## start Data lines
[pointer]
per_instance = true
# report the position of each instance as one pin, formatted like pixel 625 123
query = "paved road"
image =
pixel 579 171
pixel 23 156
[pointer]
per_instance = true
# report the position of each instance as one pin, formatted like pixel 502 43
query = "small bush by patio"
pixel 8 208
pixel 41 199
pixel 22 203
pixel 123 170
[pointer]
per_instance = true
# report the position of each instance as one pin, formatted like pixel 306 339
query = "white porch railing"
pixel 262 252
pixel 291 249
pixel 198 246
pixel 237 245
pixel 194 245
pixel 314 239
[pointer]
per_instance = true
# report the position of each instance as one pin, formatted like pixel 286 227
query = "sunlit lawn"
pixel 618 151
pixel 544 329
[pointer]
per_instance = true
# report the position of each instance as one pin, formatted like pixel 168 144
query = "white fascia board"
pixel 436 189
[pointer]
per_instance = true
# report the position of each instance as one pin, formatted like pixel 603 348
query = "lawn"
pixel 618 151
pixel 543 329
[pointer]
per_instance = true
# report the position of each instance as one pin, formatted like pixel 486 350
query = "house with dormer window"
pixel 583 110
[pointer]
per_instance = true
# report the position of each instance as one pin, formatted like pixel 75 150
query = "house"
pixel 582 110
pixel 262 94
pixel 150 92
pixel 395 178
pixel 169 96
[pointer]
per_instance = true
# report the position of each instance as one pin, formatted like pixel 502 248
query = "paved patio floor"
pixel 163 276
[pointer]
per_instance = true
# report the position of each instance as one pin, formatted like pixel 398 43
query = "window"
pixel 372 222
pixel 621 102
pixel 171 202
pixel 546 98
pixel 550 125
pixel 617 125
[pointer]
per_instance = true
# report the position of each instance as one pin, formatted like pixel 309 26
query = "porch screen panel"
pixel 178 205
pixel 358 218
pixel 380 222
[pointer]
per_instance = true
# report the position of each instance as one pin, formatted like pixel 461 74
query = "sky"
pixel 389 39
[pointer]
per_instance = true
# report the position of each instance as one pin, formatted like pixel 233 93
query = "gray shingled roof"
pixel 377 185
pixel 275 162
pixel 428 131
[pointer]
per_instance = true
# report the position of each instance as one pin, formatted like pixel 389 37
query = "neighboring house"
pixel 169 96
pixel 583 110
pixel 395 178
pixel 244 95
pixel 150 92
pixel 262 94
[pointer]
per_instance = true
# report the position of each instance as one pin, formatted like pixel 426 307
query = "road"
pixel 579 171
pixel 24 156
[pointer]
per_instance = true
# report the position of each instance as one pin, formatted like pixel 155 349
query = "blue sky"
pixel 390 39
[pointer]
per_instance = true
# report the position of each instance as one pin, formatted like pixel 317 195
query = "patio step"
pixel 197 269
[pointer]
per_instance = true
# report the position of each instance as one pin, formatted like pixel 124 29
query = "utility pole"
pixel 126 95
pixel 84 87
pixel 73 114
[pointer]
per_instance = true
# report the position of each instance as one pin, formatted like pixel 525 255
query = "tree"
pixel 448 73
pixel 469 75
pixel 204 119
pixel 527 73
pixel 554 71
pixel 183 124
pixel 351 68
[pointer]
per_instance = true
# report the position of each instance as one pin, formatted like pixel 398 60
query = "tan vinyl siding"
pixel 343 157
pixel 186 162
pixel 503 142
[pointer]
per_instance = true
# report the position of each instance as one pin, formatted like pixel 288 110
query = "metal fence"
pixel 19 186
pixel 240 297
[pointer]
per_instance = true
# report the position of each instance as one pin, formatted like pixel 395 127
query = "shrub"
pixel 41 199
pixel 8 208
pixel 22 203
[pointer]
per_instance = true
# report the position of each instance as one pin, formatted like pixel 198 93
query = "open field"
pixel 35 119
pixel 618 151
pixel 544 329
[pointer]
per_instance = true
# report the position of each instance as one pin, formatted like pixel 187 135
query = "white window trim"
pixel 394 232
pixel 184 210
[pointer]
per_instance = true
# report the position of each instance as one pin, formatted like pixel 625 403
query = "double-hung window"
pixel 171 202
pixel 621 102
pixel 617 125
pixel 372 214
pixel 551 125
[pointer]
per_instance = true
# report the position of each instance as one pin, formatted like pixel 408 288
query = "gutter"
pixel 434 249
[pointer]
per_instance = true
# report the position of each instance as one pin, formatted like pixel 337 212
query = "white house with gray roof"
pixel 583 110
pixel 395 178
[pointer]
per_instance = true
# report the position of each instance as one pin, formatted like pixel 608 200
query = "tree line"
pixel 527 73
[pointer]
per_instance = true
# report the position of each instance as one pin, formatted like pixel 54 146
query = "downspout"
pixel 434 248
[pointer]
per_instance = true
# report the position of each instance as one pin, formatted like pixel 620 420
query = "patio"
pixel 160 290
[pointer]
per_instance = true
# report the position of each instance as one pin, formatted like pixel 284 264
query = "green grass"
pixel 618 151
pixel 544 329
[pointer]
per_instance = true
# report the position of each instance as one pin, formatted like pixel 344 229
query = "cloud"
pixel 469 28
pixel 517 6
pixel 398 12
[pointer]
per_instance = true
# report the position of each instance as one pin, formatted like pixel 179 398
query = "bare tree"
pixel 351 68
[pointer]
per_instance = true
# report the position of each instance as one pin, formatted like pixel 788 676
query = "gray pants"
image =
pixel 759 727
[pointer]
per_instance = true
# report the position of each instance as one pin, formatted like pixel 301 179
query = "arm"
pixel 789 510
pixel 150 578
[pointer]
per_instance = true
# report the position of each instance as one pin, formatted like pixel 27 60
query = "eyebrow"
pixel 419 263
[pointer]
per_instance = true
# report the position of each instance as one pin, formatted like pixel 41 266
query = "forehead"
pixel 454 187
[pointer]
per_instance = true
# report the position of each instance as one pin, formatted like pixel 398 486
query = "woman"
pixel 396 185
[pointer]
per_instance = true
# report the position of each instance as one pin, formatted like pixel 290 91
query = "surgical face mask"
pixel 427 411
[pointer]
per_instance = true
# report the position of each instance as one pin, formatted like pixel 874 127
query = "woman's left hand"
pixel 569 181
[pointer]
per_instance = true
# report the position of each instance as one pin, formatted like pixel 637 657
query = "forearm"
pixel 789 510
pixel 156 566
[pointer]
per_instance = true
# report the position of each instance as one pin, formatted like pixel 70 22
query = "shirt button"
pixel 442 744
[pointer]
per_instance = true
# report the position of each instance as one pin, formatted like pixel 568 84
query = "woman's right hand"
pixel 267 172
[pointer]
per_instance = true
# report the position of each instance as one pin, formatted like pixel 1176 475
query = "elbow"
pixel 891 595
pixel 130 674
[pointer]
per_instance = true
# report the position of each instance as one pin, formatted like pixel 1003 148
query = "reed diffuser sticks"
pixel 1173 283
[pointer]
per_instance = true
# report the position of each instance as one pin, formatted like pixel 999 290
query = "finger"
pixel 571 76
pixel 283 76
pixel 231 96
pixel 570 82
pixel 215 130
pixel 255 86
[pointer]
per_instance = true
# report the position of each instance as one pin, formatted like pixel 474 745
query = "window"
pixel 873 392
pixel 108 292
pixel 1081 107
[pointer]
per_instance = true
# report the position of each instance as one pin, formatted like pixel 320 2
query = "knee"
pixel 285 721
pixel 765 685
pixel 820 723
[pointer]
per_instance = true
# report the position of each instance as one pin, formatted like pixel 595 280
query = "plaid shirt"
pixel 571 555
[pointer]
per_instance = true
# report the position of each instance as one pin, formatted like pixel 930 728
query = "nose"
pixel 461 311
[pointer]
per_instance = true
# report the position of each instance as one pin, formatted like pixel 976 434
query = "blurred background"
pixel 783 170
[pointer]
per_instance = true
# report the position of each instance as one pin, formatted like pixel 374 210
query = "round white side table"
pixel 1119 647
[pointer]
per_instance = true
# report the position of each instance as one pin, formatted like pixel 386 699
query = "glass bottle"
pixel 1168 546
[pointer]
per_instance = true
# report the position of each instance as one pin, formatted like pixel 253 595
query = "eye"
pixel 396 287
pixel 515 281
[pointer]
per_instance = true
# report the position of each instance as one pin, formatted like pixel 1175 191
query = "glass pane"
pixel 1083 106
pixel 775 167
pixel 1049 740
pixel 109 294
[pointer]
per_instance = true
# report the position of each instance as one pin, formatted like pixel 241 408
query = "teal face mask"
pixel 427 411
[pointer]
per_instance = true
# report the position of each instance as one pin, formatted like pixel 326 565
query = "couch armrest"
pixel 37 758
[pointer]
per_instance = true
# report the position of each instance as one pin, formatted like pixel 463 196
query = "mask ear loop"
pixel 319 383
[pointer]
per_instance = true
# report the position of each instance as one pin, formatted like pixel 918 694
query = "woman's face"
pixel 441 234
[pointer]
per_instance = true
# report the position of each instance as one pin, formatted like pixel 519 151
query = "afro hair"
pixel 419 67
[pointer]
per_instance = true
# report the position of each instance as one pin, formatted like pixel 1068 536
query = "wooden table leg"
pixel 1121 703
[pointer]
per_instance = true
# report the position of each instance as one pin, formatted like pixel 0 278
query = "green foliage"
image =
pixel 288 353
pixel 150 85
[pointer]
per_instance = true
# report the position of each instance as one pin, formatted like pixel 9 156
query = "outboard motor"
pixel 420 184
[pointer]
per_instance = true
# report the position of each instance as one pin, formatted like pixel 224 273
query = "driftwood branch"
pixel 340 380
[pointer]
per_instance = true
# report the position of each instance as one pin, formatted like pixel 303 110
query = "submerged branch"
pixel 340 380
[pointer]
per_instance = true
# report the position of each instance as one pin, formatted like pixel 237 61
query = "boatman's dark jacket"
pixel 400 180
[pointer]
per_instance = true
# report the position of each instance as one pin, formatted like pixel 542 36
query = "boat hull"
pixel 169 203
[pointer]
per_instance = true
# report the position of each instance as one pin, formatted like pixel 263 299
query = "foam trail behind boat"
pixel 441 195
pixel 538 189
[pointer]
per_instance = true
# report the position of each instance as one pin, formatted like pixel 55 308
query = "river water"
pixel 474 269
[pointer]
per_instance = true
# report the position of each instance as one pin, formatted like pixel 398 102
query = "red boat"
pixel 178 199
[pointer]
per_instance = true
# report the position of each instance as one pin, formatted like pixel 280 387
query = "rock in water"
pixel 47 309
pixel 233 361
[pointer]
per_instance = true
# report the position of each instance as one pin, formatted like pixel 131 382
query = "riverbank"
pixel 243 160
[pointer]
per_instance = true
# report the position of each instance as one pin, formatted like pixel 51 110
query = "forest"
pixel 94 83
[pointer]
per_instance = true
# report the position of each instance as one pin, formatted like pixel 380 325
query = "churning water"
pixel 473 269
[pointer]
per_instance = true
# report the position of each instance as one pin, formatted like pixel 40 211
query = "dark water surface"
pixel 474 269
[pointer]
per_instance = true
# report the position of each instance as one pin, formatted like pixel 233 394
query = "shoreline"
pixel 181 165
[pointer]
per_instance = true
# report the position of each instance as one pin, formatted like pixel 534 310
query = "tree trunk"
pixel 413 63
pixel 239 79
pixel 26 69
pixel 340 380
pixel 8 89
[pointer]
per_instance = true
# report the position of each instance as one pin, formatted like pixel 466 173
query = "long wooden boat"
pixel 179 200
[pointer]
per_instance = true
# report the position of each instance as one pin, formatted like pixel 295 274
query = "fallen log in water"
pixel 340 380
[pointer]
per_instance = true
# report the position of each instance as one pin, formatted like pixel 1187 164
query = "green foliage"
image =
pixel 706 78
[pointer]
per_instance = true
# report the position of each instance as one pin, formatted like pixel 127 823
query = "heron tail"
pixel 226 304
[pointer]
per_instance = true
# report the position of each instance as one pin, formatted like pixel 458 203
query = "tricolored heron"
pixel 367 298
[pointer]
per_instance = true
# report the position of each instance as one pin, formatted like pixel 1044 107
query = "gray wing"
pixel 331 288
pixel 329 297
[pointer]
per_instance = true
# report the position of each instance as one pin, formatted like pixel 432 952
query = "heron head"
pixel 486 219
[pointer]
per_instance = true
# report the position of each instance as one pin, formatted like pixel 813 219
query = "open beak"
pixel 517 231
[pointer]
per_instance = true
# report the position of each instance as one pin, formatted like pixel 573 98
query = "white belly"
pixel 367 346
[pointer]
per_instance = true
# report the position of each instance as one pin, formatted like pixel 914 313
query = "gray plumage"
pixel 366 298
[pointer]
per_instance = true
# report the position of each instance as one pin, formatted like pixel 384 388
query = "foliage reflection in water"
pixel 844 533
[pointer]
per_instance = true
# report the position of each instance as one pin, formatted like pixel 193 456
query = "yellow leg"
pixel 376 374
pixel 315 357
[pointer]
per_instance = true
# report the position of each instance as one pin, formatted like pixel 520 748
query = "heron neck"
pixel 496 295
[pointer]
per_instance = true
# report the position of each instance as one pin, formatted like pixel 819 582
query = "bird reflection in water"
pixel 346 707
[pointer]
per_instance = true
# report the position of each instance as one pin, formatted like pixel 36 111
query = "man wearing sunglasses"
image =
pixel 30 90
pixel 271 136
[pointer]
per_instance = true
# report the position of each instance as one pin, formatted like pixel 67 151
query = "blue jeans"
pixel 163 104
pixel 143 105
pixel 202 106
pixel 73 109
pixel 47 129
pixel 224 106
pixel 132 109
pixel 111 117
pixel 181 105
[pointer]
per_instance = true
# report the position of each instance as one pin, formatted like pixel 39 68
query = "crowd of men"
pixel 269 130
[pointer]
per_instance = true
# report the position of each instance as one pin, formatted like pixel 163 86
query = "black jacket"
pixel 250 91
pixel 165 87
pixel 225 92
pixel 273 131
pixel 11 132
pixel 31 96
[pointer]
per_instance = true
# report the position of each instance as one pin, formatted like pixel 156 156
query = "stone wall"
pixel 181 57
## end Data lines
## What is needed
Quote the entries verbatim, starting at their first line and continuing up to and including the line that contains "pixel 380 222".

## Written answer
[pointer]
per_instance = true
# report the position of each instance as one pin, formatted like pixel 625 123
query = "paved road"
image =
pixel 579 171
pixel 23 156
[pointer]
per_instance = true
# report the position of each instance as one pin, formatted like pixel 502 43
query = "small bush by patio"
pixel 8 208
pixel 41 199
pixel 22 203
pixel 123 170
[pointer]
per_instance = true
# report the position of each instance as one pin, formatted like pixel 306 339
query = "white porch railing"
pixel 262 252
pixel 291 249
pixel 198 246
pixel 237 245
pixel 194 245
pixel 314 239
[pointer]
per_instance = true
# report the position of each instance as one pin, formatted like pixel 286 227
query = "sunlit lawn"
pixel 618 151
pixel 544 329
[pointer]
per_instance = true
# report the position of each instance as one pin, formatted like pixel 168 144
query = "white fascia board"
pixel 436 189
[pointer]
per_instance = true
# report the position of each instance as one pin, formatted like pixel 603 348
query = "lawn"
pixel 618 151
pixel 543 329
[pointer]
per_instance = true
# report the position of each instance as one pin, formatted like pixel 486 350
query = "house with dormer window"
pixel 583 110
[pointer]
per_instance = true
# report the position of each instance as one pin, formatted like pixel 75 150
query = "house"
pixel 582 110
pixel 262 94
pixel 150 92
pixel 395 178
pixel 169 96
[pointer]
per_instance = true
# report the position of each instance as one pin, formatted like pixel 502 248
query = "paved patio floor"
pixel 163 276
[pointer]
per_instance = true
# report the position of each instance as one pin, formatted like pixel 398 43
query = "window"
pixel 372 222
pixel 621 102
pixel 171 202
pixel 546 98
pixel 550 125
pixel 617 125
[pointer]
per_instance = true
# report the position of each instance as one pin, formatted like pixel 309 26
query = "porch screen panel"
pixel 178 205
pixel 358 218
pixel 380 222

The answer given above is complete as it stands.